▸ **WHAT THIS EXERCISE ASKS**
a - Restate the stretch of the driver-based planning text from "How to Use Driver-Based" through "for the business.", putting "outdated" in place of "obsolete".
b - In the driver-based planning text, who decides which business areas to assess with a driver-based model approach?

▸ **SOURCE TEXT**
:::

How to Use Driver-Based Planning
Traditional financial plans tend to be created once, for the fiscal year ahead. As a result, they may be used at the beginning of a year, but as time advances and business circumstances evolve, they become increasingly obsolete. Moreover, getting an accurate idea of each department’s budgetary needs takes time, often months. This creates major inefficiencies. Driver-based planning changes this dynamic by establishing efficient data gathering and performance management capabilities, and enables ongoing refinements in line with what transpires for the business.
The keys to position a company for optimal success with a driver-based business plan is to ensure consistent flow of rich business data, smooth and open collaboration between the financial department and its counterparts across the company, and a solid financial modeling and planning environment to derive the right financial outcomes, which is made up of process and technology.
Another critical component of using this integrated business planning method is a clear awareness of how significant of a change from traditional planning it is and the need to get the entire financial team on board. By highlighting the outstanding benefits that driver-based planning can deliver, particularly in times of market turbulence, CFOs can convey the immense value that it can bring to the entire organization.
How to Define Key Drivers for Your Organization
Driver-based planning is for business areas that include variable metrics. It is the decision of the CFO as to which business areas to assess with a driver-based model approach. By carrying out a deep analysis of the entire business, a company can identify its key drivers.
To do so, each company should focus on what drives sales, cash flow, and expenditure. Each of these three areas merits detailed assessment. The Pareto Principle likely comes into play here, which states that 20% of production generates 80% of results and that 80% of production generates the remaining 20% of results. The accuracy and efficiency of this exercise is dependent on the ability to gather precise, high-quality data. This key driver definition process can then be referred to at later stages as part of the overarching driver-based planning system.

:::

▸ **RECORD EXTRACTS**
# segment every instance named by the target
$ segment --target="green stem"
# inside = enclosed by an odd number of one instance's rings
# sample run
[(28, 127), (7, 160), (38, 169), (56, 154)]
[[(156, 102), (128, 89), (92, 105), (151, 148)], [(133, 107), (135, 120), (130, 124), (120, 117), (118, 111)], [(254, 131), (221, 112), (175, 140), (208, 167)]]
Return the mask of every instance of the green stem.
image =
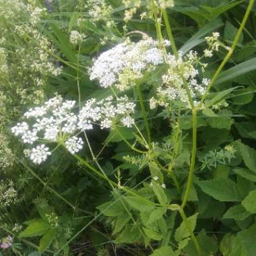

:::

▸ **RESULTS OF THE EXERCISE**
a -
How to Use Driver-Based Planning
Traditional financial plans tend to be created once, for the fiscal year ahead. As a result, they may be used at the beginning of a year, but as time advances and business circumstances evolve, they become increasingly outdated. Moreover, getting an accurate idea of each department’s budgetary needs takes time, often months. This creates major inefficiencies. Driver-based planning changes this dynamic by establishing efficient data gathering and performance management capabilities, and enables ongoing refinements in line with what transpires for the business.

b - The CFO.